■ **Exercise requirements**
Print every line of these entries word for word, leaving out the pictures.

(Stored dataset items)

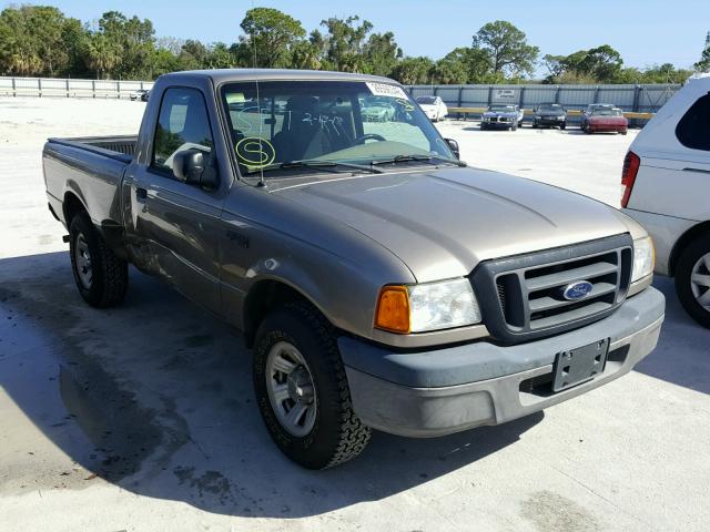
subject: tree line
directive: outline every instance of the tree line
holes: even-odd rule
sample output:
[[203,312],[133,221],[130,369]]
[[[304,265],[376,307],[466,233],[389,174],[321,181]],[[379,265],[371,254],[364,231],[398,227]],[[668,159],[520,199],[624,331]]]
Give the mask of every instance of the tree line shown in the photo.
[[[362,72],[403,84],[465,84],[521,83],[540,64],[547,70],[542,83],[679,83],[692,73],[670,63],[625,66],[608,44],[540,58],[525,32],[503,20],[484,24],[469,47],[437,61],[405,55],[392,31],[376,32],[357,16],[332,17],[306,32],[287,13],[253,8],[240,27],[233,43],[203,43],[156,38],[150,20],[119,11],[90,23],[55,7],[10,7],[0,12],[0,74],[153,80],[179,70],[257,66]],[[710,69],[710,50],[694,69]]]

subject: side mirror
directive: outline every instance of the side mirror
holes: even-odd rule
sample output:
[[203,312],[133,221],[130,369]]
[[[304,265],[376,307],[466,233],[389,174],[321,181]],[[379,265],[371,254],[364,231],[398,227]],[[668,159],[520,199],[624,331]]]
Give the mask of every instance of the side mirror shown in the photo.
[[446,144],[448,144],[449,150],[452,150],[452,152],[454,152],[454,156],[456,158],[462,158],[462,152],[458,149],[458,142],[456,142],[454,139],[444,139],[446,141]]
[[194,147],[178,152],[173,155],[173,175],[189,185],[216,188],[216,172],[206,160],[205,153]]

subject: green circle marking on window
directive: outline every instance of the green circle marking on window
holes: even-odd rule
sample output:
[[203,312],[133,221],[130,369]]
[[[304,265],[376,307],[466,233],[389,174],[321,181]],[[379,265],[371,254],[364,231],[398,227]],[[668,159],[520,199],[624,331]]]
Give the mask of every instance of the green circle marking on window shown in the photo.
[[234,150],[240,162],[251,170],[268,166],[276,158],[274,145],[258,136],[245,136],[236,143]]

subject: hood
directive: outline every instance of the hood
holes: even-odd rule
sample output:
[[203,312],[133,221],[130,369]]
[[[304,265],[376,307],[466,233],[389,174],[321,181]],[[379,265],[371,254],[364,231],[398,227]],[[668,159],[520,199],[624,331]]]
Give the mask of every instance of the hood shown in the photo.
[[623,216],[606,204],[471,167],[297,185],[280,180],[268,190],[378,242],[419,283],[468,275],[490,258],[629,232]]
[[587,119],[592,124],[625,124],[626,116],[604,116],[596,115]]
[[517,116],[518,113],[516,113],[515,111],[486,111],[484,113],[484,116]]

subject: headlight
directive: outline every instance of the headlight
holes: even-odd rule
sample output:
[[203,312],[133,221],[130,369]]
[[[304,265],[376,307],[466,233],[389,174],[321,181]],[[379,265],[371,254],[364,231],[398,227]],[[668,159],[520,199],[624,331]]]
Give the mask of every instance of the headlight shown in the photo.
[[631,283],[636,283],[647,275],[651,275],[653,273],[655,263],[656,254],[651,237],[645,236],[633,241],[633,270],[631,275]]
[[478,301],[466,278],[414,286],[386,286],[379,294],[375,327],[425,332],[480,321]]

■ **Answer**
subject: tree line
directive: outline every instance of the tree line
holes: even-odd rule
sample output:
[[203,312],[133,221],[130,369]]
[[[304,265],[376,307],[466,233],[389,174],[321,181]],[[379,265],[371,254],[364,231],[398,227]],[[668,159],[520,199],[624,331]]]
Give the mask of every instance of the tree line shown in the photo.
[[[362,72],[403,84],[465,84],[521,83],[540,64],[547,70],[542,83],[679,83],[692,73],[670,63],[625,66],[608,44],[540,58],[525,32],[503,20],[484,24],[469,47],[437,61],[405,55],[392,31],[376,32],[357,16],[332,17],[306,32],[287,13],[253,8],[240,27],[233,43],[203,43],[156,38],[150,20],[119,11],[90,23],[55,7],[10,7],[0,12],[0,74],[153,80],[179,70],[257,66]],[[710,69],[710,50],[694,69]]]

subject: side mirror
directive: outline every instance of the side mirror
holes: even-odd rule
sample output:
[[203,312],[133,221],[130,369]]
[[[304,265],[376,307],[466,233],[389,174],[321,181]],[[379,265],[371,254],[364,231],[398,227]],[[668,159],[520,199],[624,331]]]
Give the mask of every instance of the side mirror shown in the photo.
[[446,144],[448,144],[449,150],[452,150],[452,152],[454,152],[454,156],[456,158],[462,158],[462,152],[458,149],[458,142],[456,142],[454,139],[444,139],[446,141]]
[[194,147],[178,152],[173,155],[173,175],[189,185],[216,188],[216,172],[206,160],[205,153]]

subject: green circle marking on window
directive: outline every instance of the green circle marking on window
holes: even-odd rule
sample output:
[[203,312],[133,221],[130,369]]
[[[304,265],[376,307],[466,233],[389,174],[321,181]],[[379,265],[371,254],[364,231],[398,227]],[[668,159],[520,199],[624,331]]]
Give the mask of every instance of the green circle marking on window shown in the photo.
[[234,150],[240,162],[251,170],[268,166],[276,158],[274,145],[258,136],[245,136],[236,143]]

subject: hood
directive: outline every instance of the hood
holes: even-odd rule
sample output:
[[203,312],[133,221],[130,369]]
[[[304,265],[376,307],[466,233],[389,174],[321,181]],[[379,265],[371,254],[364,231],[398,227]],[[668,159],[520,199],[624,331]]]
Give the mask of every instance of the hood shown in the photo.
[[623,216],[606,204],[471,167],[297,185],[280,180],[268,190],[378,242],[419,283],[468,275],[490,258],[629,232]]
[[587,119],[592,124],[625,124],[626,116],[604,116],[596,115]]
[[517,116],[518,113],[516,113],[515,111],[486,111],[484,113],[484,116]]

subject: headlight
directive: outline every instance of the headlight
holes: even-odd rule
sample output:
[[203,312],[133,221],[130,369]]
[[[304,265],[376,307],[466,233],[389,174],[321,181]],[[379,265],[371,254],[364,231],[398,227]],[[668,159],[520,199],[624,331]]]
Give the mask of every instance of the headlight shown in the photo.
[[631,283],[636,283],[647,275],[651,275],[653,273],[655,263],[656,254],[651,237],[645,236],[633,241],[633,270],[631,275]]
[[478,301],[466,278],[414,286],[386,286],[379,294],[375,327],[425,332],[480,321]]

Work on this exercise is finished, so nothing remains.